◆ **Work to be completed**
Give the stretch of the entries that opens with the line containing "For the photo above, indicate every instance of the meadow" and closes with the line containing "column 214, row 163" as a Markdown table with the columns Row and Line, one numbered row per line and blank lines left out.
---*---
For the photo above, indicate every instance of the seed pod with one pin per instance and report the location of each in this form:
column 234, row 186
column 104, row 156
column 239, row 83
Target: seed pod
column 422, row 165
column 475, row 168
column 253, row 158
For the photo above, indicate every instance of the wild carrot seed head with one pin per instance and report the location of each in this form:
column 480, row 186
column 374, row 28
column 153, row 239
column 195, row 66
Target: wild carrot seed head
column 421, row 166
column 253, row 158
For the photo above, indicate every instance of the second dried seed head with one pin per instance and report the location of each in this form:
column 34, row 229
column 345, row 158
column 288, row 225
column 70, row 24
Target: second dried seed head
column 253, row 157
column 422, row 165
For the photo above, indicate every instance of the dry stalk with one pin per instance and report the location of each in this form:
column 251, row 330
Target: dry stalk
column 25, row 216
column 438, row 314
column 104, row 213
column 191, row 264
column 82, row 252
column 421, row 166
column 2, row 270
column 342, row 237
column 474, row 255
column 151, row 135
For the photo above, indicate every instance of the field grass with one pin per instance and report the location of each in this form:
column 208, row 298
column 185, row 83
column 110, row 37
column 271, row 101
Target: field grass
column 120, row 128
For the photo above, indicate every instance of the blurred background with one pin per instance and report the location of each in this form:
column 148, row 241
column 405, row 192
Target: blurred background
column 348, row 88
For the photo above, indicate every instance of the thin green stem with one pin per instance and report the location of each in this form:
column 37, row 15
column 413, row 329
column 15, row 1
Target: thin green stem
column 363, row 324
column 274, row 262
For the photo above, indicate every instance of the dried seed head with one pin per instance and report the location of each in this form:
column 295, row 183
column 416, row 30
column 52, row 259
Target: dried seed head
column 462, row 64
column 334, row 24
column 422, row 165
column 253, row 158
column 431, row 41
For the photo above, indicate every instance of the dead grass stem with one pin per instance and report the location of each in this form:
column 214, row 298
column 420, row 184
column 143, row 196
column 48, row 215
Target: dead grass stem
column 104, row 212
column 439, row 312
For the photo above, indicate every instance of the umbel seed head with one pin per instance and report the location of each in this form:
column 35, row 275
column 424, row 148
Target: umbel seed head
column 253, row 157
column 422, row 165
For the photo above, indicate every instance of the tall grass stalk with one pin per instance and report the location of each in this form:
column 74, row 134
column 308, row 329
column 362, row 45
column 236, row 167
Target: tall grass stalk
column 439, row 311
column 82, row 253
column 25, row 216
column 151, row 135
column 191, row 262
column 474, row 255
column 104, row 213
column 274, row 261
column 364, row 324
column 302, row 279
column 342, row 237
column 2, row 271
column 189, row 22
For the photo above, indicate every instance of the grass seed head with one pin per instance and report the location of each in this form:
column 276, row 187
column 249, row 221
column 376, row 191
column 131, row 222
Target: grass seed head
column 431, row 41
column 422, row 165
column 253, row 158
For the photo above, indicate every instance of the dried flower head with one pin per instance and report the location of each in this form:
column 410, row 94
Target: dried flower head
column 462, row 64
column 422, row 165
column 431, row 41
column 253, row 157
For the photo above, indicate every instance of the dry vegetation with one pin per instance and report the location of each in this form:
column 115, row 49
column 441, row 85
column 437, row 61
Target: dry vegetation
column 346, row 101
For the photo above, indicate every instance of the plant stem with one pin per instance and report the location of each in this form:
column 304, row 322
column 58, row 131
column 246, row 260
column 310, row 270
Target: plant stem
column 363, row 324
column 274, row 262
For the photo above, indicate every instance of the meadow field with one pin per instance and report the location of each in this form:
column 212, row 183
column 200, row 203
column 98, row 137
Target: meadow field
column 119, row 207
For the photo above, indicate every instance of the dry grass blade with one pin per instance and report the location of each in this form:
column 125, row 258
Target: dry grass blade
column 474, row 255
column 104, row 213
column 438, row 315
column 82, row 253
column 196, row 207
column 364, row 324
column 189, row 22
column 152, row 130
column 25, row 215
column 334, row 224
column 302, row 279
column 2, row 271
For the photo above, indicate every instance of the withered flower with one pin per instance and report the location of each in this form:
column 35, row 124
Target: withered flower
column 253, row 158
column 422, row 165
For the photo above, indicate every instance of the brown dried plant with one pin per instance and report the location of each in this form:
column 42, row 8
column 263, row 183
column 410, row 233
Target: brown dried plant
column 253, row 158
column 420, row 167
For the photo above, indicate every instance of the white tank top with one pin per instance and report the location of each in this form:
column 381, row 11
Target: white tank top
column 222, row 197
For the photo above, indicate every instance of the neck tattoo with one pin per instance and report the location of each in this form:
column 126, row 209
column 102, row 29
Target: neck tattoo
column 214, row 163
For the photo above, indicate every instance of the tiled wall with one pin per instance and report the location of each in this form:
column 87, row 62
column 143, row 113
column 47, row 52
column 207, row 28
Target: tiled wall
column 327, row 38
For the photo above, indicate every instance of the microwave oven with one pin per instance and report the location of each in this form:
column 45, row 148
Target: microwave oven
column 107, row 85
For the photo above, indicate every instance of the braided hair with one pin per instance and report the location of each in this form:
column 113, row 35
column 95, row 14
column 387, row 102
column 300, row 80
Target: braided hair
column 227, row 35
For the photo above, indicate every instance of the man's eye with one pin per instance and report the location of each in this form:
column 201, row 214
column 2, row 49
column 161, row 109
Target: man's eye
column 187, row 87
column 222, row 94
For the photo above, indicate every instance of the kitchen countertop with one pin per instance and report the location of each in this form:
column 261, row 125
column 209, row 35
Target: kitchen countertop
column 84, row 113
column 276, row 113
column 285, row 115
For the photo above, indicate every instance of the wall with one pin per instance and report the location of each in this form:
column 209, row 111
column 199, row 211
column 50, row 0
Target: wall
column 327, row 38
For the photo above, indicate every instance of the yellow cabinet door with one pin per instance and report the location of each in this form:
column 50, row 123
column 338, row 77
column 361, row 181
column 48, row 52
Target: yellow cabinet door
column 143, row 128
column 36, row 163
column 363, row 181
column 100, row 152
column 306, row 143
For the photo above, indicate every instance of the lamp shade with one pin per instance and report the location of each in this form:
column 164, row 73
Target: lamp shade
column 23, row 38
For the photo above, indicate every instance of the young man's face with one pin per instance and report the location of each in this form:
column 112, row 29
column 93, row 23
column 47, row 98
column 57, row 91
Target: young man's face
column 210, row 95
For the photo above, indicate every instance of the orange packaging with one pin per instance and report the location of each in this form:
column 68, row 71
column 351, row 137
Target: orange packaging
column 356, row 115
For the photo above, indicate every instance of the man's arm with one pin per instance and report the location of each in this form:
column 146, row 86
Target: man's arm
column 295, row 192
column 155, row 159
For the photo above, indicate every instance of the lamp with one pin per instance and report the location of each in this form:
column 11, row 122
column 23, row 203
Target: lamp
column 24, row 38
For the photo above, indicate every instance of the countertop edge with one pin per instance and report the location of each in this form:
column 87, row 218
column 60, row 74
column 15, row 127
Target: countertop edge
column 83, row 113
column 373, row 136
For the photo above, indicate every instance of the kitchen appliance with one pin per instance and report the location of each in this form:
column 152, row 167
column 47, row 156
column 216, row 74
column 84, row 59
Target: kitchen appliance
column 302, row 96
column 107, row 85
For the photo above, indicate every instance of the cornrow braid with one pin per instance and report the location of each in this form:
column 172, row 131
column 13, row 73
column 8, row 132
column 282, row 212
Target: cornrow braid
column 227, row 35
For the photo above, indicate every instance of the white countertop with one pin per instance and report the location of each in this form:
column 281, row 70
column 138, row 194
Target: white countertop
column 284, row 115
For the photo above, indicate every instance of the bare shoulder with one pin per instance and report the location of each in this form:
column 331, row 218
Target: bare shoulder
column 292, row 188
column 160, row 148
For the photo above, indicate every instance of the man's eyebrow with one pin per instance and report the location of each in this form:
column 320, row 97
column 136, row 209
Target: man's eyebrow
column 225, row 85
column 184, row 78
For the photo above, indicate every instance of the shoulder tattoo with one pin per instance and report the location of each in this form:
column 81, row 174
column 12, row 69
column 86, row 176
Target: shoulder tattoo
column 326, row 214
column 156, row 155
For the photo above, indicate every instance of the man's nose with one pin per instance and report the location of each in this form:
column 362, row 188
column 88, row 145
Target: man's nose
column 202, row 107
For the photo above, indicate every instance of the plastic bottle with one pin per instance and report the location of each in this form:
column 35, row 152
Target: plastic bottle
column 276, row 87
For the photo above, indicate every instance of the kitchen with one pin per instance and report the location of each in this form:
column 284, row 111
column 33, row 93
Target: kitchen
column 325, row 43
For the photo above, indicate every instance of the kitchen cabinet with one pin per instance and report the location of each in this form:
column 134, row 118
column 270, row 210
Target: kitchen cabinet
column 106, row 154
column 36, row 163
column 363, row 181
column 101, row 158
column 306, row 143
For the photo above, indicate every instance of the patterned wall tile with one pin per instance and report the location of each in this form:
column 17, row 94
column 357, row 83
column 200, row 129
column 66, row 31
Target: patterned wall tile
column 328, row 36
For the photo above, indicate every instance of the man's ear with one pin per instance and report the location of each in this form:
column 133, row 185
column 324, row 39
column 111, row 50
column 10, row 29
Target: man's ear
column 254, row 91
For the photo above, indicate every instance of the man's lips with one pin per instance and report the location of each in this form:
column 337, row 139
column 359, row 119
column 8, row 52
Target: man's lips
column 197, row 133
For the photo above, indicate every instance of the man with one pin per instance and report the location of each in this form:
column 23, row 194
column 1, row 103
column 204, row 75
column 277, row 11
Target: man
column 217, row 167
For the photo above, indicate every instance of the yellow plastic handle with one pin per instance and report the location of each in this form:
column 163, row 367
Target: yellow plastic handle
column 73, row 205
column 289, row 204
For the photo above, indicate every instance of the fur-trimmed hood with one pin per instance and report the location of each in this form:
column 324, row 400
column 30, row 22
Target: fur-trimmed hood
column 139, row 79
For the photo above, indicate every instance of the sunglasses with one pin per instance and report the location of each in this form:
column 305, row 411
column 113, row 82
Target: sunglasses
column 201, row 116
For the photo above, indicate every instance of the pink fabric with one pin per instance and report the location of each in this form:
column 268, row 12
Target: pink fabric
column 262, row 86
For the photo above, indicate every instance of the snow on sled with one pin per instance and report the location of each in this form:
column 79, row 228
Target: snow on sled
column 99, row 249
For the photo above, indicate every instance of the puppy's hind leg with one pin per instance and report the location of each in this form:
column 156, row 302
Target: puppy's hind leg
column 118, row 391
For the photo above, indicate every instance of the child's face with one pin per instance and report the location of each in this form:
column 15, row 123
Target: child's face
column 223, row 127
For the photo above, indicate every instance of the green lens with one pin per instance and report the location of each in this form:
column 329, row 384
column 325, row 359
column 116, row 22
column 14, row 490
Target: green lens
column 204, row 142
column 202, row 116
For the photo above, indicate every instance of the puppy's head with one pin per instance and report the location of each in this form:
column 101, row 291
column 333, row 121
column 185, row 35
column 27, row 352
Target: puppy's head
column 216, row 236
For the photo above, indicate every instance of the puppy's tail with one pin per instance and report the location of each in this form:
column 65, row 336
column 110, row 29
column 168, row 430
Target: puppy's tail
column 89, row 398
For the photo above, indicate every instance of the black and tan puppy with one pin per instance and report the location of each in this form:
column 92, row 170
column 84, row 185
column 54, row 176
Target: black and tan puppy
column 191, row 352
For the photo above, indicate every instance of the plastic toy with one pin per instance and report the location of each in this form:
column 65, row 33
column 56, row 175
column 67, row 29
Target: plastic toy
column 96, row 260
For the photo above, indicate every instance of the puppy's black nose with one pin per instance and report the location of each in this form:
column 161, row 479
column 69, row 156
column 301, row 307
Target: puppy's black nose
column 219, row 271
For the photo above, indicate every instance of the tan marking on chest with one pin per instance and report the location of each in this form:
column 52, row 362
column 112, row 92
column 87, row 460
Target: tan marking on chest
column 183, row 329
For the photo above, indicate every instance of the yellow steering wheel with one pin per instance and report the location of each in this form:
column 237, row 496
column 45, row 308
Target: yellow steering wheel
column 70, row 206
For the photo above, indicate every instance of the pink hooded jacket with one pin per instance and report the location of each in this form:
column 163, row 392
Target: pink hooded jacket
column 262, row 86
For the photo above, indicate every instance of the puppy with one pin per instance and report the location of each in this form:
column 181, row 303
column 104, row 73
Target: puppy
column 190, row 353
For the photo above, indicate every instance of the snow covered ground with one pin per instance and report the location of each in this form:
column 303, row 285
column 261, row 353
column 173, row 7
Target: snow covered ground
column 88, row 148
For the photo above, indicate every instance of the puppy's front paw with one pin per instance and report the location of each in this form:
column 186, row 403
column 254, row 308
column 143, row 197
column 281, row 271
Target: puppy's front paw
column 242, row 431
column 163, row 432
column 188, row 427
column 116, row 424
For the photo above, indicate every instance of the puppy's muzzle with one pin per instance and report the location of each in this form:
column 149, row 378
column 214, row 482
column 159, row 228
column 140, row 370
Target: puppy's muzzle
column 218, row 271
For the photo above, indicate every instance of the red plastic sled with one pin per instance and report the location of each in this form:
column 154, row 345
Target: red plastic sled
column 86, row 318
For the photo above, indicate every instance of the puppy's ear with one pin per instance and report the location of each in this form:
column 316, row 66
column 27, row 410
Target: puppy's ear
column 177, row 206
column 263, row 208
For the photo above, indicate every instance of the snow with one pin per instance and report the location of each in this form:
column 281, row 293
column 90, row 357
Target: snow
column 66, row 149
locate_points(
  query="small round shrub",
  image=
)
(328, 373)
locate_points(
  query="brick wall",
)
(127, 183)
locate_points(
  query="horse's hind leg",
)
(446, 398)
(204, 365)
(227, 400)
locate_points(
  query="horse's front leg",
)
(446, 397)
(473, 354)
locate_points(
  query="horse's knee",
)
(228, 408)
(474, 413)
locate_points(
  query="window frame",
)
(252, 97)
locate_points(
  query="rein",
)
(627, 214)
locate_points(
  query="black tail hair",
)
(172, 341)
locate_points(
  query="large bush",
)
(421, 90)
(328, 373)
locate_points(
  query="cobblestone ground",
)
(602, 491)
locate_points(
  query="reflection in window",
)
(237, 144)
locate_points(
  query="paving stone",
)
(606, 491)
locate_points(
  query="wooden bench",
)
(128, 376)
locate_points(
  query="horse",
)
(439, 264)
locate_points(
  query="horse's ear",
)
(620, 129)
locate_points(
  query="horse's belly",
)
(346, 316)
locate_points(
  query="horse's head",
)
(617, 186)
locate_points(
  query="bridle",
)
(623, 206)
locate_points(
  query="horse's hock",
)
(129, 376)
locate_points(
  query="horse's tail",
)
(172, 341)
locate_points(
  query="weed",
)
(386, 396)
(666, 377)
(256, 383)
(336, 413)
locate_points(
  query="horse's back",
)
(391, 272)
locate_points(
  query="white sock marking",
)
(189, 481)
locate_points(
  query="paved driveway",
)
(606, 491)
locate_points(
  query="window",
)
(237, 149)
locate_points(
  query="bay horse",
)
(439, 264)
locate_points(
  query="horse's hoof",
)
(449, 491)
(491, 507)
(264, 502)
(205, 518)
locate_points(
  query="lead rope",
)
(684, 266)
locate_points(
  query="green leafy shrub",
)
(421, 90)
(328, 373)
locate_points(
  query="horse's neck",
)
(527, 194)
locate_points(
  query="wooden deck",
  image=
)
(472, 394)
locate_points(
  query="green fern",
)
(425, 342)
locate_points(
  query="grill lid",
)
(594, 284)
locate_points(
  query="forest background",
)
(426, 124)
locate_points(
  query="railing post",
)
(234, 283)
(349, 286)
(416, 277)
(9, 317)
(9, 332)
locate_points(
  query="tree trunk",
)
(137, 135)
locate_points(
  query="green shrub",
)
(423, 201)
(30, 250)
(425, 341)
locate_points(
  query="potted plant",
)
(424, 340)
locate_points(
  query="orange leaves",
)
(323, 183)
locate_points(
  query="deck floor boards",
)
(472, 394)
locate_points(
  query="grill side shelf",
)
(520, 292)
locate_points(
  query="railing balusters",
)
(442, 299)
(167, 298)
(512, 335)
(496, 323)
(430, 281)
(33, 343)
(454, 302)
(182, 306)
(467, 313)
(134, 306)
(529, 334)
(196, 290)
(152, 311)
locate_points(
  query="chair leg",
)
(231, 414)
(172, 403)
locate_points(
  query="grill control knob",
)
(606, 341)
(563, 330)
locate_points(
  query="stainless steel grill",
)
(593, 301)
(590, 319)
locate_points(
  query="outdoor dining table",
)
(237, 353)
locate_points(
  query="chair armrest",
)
---*---
◆ **Final answer**
| Row | Line |
|---|---|
| 1 | For the photo above, indicate every instance of the meadow field with one pin per instance and report the location of each in this form: |
| 2 | column 212, row 183 |
| 3 | column 200, row 203 |
| 4 | column 98, row 137 |
| 5 | Target: meadow field |
| 6 | column 119, row 207 |
| 7 | For the photo above, indicate every instance of the dry grass blade with one pin per instance and report the location of each in this form: |
| 8 | column 125, row 258 |
| 9 | Target: dry grass blade |
| 10 | column 474, row 255 |
| 11 | column 104, row 213 |
| 12 | column 438, row 315 |
| 13 | column 82, row 253 |
| 14 | column 196, row 207 |
| 15 | column 364, row 324 |
| 16 | column 189, row 22 |
| 17 | column 152, row 130 |
| 18 | column 25, row 215 |
| 19 | column 334, row 224 |
| 20 | column 302, row 279 |
| 21 | column 2, row 271 |
| 22 | For the photo above, indicate every instance of the withered flower with one pin per instance and report the location of each in this form: |
| 23 | column 35, row 124 |
| 24 | Target: withered flower |
| 25 | column 253, row 158 |
| 26 | column 422, row 165 |
| 27 | For the photo above, indicate every instance of the brown dried plant with one pin per instance and report the location of each in this form: |
| 28 | column 42, row 8 |
| 29 | column 263, row 183 |
| 30 | column 410, row 233 |
| 31 | Target: brown dried plant |
| 32 | column 253, row 158 |
| 33 | column 420, row 167 |
| 34 | For the photo above, indicate every instance of the white tank top with one pin per instance and report the location of each in this form: |
| 35 | column 381, row 11 |
| 36 | Target: white tank top |
| 37 | column 222, row 197 |
| 38 | For the photo above, indicate every instance of the neck tattoo with one pin per instance and report the location of each in this form: |
| 39 | column 126, row 209 |
| 40 | column 102, row 29 |
| 41 | Target: neck tattoo |
| 42 | column 214, row 163 |